* Given records
● ● ● ●

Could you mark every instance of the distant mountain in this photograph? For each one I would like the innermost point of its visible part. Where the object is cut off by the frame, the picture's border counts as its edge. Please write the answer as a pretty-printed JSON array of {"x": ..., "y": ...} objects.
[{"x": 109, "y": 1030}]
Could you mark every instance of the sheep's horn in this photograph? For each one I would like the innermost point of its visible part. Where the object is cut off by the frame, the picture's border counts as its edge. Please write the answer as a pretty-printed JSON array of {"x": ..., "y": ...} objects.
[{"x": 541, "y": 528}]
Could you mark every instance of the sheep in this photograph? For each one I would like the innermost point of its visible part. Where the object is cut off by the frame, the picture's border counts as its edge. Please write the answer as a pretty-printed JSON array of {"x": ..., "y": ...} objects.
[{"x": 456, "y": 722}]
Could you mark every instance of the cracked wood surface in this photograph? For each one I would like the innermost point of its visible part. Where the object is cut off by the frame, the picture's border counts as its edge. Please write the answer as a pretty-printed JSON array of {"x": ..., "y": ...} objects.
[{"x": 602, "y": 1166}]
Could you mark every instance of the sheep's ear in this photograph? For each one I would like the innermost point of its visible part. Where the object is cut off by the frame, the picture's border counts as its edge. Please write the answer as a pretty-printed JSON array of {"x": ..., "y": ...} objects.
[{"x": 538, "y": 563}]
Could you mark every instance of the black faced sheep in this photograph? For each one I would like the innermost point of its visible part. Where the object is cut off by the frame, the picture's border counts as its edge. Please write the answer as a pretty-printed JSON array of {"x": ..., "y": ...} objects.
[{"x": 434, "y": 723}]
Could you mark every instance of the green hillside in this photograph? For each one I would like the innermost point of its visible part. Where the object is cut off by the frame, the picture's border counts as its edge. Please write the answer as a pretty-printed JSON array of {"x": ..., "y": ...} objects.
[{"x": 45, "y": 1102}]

● ● ● ●

* Required work
Begin with the line that contains "Could you mark every instance of the green" and print each line exactly until the data ends, including the last line.

* Reply to the exercise
Could you mark every instance of the green hillside in this photograph? For each one I would like the innermost point of its visible part. Where the object is cut off by the frame, the picture's border counts as its edge. Please write the answer as a pretty-printed JSON array of {"x": ..., "y": ...} objects.
[{"x": 45, "y": 1102}]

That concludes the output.